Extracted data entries

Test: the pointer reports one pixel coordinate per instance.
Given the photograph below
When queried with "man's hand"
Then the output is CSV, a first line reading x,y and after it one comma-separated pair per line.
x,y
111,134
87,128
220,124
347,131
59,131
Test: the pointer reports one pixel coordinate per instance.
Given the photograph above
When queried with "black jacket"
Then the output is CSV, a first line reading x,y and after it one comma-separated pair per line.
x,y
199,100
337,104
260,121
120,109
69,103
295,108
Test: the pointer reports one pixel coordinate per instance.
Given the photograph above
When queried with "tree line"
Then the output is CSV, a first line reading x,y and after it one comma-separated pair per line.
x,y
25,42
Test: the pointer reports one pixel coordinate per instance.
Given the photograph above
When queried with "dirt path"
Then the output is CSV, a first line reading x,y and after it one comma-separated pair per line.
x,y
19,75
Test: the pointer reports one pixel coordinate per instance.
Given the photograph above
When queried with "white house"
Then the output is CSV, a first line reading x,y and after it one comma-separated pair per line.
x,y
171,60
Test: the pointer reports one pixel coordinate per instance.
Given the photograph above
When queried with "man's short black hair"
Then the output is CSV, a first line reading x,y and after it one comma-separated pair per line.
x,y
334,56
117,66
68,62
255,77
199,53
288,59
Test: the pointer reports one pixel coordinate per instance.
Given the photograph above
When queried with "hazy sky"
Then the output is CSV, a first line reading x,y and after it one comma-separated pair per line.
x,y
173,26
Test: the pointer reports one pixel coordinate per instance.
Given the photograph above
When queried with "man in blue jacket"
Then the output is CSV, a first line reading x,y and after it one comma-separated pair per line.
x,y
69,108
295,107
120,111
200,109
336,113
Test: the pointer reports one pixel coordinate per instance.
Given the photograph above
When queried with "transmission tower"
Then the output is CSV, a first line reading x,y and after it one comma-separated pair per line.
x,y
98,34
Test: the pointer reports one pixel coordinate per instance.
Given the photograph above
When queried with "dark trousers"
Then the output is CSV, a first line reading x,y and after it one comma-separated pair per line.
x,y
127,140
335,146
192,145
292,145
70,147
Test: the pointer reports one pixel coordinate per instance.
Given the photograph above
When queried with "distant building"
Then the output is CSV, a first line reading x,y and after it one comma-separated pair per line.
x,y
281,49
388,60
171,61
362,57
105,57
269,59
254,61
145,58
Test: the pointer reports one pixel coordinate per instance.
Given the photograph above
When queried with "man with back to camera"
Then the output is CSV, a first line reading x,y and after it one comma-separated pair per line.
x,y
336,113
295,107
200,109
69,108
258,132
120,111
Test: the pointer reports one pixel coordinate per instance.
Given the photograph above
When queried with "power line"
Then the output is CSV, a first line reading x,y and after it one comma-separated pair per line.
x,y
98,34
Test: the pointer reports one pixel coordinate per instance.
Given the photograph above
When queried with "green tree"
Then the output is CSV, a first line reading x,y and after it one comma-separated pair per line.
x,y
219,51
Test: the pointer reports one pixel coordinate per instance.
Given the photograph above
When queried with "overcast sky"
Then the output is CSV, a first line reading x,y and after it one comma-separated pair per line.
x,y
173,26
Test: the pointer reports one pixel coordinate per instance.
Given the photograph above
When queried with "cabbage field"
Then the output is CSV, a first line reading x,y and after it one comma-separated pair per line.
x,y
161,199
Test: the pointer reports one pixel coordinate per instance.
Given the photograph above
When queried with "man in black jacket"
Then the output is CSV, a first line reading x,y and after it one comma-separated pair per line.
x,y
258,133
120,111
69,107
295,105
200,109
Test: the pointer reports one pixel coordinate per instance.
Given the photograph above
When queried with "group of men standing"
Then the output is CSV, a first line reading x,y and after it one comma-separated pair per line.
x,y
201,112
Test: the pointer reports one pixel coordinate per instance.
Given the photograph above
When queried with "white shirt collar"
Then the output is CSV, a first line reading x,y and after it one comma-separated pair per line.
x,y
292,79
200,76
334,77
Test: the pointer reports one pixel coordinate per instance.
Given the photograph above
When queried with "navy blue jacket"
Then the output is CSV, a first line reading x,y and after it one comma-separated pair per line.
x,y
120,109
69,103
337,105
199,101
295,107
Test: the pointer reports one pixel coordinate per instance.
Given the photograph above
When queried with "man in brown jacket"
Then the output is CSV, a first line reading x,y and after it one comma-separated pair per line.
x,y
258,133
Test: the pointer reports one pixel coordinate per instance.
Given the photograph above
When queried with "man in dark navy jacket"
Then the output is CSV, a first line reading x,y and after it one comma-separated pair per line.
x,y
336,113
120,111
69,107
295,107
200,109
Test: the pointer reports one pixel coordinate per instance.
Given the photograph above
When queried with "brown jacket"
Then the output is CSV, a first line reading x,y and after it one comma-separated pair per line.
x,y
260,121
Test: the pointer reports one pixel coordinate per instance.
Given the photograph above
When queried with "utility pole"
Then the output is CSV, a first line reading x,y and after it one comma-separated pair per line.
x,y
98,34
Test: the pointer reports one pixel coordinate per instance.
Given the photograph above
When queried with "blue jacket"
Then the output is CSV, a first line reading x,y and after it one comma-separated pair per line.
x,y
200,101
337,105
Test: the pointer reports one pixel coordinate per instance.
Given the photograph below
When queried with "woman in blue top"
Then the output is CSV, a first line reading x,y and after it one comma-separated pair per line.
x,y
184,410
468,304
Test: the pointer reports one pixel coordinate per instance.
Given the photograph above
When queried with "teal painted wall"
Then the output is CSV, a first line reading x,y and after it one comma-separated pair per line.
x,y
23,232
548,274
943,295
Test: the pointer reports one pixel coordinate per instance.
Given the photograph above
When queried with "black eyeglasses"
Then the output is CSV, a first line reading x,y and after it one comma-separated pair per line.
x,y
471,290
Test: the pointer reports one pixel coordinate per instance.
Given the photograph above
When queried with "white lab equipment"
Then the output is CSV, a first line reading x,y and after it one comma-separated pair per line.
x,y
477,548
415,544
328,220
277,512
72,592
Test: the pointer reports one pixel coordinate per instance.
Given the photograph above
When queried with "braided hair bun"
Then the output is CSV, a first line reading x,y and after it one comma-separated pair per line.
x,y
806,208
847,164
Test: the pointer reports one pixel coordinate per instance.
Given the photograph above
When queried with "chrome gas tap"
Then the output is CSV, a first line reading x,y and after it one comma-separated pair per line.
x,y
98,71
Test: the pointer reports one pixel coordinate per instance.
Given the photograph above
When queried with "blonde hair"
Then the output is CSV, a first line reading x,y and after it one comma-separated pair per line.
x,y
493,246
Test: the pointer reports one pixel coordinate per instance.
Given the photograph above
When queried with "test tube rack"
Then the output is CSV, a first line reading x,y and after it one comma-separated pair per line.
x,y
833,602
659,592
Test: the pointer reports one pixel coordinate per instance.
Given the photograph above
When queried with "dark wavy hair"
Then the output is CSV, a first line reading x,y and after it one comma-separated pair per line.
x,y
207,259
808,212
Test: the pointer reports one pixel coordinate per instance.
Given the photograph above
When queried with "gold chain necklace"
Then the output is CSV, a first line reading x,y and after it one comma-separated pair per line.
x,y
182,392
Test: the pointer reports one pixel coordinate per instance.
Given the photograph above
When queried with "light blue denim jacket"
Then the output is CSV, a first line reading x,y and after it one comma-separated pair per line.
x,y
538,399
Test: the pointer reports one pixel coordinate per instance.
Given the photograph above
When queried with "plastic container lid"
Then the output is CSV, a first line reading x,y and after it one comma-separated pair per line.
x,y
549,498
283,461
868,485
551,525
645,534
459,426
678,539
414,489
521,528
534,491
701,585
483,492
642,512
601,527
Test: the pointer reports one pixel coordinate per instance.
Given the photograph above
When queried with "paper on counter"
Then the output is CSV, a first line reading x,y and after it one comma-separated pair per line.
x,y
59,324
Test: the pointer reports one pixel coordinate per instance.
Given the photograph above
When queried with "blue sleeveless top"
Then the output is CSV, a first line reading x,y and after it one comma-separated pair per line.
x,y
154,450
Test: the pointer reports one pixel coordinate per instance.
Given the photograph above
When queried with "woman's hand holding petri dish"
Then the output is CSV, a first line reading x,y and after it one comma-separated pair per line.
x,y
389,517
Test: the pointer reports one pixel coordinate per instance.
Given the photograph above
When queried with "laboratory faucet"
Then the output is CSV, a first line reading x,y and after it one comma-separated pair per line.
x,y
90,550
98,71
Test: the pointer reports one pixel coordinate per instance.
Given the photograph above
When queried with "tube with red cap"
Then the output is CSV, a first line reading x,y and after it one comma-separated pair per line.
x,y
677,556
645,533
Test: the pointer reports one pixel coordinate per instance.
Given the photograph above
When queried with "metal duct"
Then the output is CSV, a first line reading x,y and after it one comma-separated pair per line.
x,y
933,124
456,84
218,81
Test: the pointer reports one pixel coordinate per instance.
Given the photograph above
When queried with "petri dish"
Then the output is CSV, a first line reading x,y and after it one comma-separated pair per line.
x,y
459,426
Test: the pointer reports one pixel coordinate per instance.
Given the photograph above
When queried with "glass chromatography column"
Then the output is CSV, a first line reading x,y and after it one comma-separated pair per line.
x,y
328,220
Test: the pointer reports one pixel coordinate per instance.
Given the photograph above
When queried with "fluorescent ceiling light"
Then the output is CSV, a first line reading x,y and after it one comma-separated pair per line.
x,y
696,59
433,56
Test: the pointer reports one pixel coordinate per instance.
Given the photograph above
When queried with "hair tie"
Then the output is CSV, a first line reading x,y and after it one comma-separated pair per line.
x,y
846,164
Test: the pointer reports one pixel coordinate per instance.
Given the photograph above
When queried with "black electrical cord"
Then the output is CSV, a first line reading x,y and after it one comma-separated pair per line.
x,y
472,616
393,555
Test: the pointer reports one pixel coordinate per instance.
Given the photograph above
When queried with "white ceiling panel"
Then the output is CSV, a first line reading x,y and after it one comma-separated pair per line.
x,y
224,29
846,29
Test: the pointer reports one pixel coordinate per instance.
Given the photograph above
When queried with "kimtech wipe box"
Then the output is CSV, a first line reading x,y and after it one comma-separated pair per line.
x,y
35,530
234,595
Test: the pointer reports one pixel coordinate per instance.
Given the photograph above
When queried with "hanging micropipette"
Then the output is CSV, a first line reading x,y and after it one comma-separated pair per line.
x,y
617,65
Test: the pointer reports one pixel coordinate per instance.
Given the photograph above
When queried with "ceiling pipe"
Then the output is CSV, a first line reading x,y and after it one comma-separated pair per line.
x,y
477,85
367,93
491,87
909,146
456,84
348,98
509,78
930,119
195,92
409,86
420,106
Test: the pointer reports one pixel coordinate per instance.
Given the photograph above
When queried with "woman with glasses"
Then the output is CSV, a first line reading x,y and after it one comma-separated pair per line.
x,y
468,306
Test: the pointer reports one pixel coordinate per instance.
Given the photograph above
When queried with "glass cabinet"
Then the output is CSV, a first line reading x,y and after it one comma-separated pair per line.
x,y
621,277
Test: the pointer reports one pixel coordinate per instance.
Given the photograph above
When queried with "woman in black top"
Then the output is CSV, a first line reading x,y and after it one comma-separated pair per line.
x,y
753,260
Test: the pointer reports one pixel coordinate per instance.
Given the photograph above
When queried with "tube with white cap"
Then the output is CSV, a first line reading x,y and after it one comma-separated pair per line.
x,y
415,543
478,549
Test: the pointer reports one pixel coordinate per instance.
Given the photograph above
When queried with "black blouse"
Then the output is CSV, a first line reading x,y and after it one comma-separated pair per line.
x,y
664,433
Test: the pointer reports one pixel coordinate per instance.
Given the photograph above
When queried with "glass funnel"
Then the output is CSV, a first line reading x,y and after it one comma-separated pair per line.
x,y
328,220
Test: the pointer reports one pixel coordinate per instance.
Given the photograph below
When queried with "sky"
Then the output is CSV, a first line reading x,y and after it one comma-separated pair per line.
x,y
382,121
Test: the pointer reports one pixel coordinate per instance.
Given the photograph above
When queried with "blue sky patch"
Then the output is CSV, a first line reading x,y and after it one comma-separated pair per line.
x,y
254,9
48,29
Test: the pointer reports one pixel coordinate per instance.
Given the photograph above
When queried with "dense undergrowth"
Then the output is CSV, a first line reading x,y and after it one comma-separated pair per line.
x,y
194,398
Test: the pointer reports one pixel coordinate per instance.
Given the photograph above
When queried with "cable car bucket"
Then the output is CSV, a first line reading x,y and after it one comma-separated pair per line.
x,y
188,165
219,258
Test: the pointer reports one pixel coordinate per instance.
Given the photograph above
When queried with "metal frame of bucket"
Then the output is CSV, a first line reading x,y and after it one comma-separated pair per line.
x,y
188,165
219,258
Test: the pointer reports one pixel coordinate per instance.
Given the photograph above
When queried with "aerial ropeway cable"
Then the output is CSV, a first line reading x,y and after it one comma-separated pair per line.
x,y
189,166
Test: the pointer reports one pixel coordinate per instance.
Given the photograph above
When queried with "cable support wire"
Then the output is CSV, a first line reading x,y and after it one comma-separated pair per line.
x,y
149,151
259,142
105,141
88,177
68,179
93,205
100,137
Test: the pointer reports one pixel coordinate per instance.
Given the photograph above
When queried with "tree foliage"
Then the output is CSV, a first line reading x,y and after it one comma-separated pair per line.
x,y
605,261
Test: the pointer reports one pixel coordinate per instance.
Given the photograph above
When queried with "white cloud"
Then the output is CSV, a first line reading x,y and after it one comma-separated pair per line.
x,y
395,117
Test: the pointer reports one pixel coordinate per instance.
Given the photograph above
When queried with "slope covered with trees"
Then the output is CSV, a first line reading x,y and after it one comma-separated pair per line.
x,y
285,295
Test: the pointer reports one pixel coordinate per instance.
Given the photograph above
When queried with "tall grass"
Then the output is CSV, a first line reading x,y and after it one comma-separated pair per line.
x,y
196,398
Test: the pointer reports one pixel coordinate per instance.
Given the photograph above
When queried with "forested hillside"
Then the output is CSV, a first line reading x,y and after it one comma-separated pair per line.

_Exercise goal_
Find each line in the items that contains the word "hair", matching case exactly, and copy those lines.

_Response to the exercise_
When queried with "man's short black hair"
When queried with "braided hair bun"
When queried with "blonde hair"
When queried with "dark wavy hair"
When queried with "hair tie"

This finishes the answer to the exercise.